= Given problem A =
According to the tutorial on the RECOVER codebase, which method does Tune repeatedly call on the `Trainable` object?

= Page text =

— start —

# RECOVER Codebase Tutorial
This notebook serves as a tutorial for usage of the RECOVER codebase.  In this tutorial we will go over how to set up a new experiment and how to launch it.  We will detail the various configuration settings that can be manipulated, the different ways to use the datasets, models, and experimental setups.

### Logical Structure of Codebase
The RECOVER codebase makes heavy use of [Ray Tune](https://docs.ray.io/en/latest/tune/index.html).  The code implements a `tune.Trainable` object which is used for training.  By default a run using RECOVER will construct one of these `Trainable` classes (either a `BasicTrainer`, used for the simple supervised regression task, or the `ActiveTrainer` which implements active learning) and then Tune will run the experiment.  Given an object whose class is a subclass of `tune.Trainable` Tune will repeatedly call the `step` method on the object with the understanding that the `step` method will contain all logic to do optimization.  

This, in effect, is how the RECOVER code works.  Each experiment run using the RECOVER pipeline requires a configuration object, defined in a python file in the `config` directory and assigned to the variable `configuration`.  We will go deeper into how to properly setup a configuration later, but for now note that some example config files can be found in the `config` directory at your leisure.  We will now move on to how an experiment is run, from start to finish, using the RECOVER pipeline.  First, a `Trainable` subclass will be instantiated.  During its initialization, we will build a dataset object based on configuration parameters.  The dataset object will hold the [DrugComb](https://drugcomb.fimm.fi/) dataset altered in specific ways to enable different random splits based on your configuration.  If you are running an active learning trial using the `ActiveTrainer` it will initialize a seen and unseen set, splitting the training set into two parts -- one which is the initial seen set which is visible to the learner and a second unseen set which the learner does not have access to but may query and add to its seen set to use for further learning.

Next, Tune will take control of training and repeatedly call `step` on the `Trainable` object.  If using the `BasicTrainer` the `step` method will do optimization across the entire training set once and compute metrics on both the full training set and validation set.  If using the `ActiveTrainer` the `step` method will do optimization across the set of all drug combinations seen so far, doing early stopping on a held-out set of combinations.  Then, it will compute acquisition scores across the set of unseen drug combinations and choose the next batch of combinations to query and unmask.  Finally, the `ActiveTrainer.step` method will compute metrics across the seen set and also compute multiple metrics to track the quality of the active learning queries themselves.  Note that Tune will automatically log all the metrics returned by the `step` method to Tensorboard.

— end —

= Exercise material =
— start —

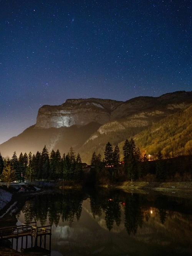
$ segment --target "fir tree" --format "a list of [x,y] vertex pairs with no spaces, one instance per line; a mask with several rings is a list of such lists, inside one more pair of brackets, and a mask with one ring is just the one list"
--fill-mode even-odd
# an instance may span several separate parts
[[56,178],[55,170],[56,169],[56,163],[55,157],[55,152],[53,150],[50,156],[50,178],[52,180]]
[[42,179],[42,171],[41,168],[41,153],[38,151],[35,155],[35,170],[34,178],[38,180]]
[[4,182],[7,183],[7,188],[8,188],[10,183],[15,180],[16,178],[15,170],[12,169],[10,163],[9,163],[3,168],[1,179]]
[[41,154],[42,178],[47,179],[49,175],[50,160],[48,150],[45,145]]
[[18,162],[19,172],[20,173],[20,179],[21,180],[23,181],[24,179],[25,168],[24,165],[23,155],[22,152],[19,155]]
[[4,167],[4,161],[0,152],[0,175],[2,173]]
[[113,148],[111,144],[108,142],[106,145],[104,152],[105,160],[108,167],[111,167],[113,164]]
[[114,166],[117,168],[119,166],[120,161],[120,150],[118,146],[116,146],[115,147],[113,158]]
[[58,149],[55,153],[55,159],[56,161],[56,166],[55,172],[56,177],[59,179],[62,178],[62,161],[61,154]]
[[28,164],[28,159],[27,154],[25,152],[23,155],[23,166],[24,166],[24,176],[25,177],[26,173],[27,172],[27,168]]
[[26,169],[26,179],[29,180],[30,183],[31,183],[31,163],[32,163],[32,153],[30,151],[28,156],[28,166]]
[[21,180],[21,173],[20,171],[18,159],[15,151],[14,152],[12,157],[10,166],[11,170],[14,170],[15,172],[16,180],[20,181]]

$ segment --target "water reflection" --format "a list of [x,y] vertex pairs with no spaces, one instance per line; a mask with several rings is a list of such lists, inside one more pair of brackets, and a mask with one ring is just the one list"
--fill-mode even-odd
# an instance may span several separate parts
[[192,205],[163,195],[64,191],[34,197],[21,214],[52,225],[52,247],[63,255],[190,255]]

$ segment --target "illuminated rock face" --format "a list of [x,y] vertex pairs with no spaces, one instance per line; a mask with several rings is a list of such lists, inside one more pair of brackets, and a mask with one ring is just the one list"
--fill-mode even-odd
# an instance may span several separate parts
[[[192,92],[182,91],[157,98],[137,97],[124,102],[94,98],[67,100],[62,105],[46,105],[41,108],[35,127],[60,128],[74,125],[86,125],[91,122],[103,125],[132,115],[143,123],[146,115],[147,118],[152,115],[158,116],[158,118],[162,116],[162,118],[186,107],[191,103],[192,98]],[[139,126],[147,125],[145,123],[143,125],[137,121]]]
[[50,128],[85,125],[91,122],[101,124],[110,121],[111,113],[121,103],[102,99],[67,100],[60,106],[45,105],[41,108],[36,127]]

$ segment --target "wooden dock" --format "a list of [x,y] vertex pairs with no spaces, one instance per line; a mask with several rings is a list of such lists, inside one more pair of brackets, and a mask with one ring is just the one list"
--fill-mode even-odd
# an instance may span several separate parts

— end —

= Given problem B =
Swap "fir tree" for "pine tree" in the records from their start to the line with "[[4,167],[4,161],[0,152],[0,175],[2,173]]", both included, and change nothing else. Give only those lines, without the pictures.

= Full answer A =
The `step` method.

= Full answer B =
$ segment --target "pine tree" --format "a list of [x,y] vertex pairs with no spaces, one instance per line; a mask with several rings is a list of such lists, inside one more pair of brackets, and a mask with one ring is just the one list"
--fill-mode even-odd
# an instance may span several separate parts
[[56,178],[55,170],[56,169],[56,163],[55,157],[55,152],[53,150],[50,156],[50,178],[52,180]]
[[42,179],[42,171],[41,168],[41,153],[38,151],[35,155],[35,170],[34,178],[38,180]]
[[4,182],[7,183],[7,188],[8,188],[10,183],[15,180],[16,178],[15,170],[12,169],[10,163],[9,163],[3,168],[1,179]]
[[41,154],[42,178],[47,179],[49,175],[50,160],[48,150],[45,145]]
[[18,162],[19,172],[20,173],[20,179],[21,180],[23,181],[24,179],[25,168],[24,165],[23,155],[22,152],[19,155]]
[[4,167],[4,161],[0,152],[0,175],[2,173]]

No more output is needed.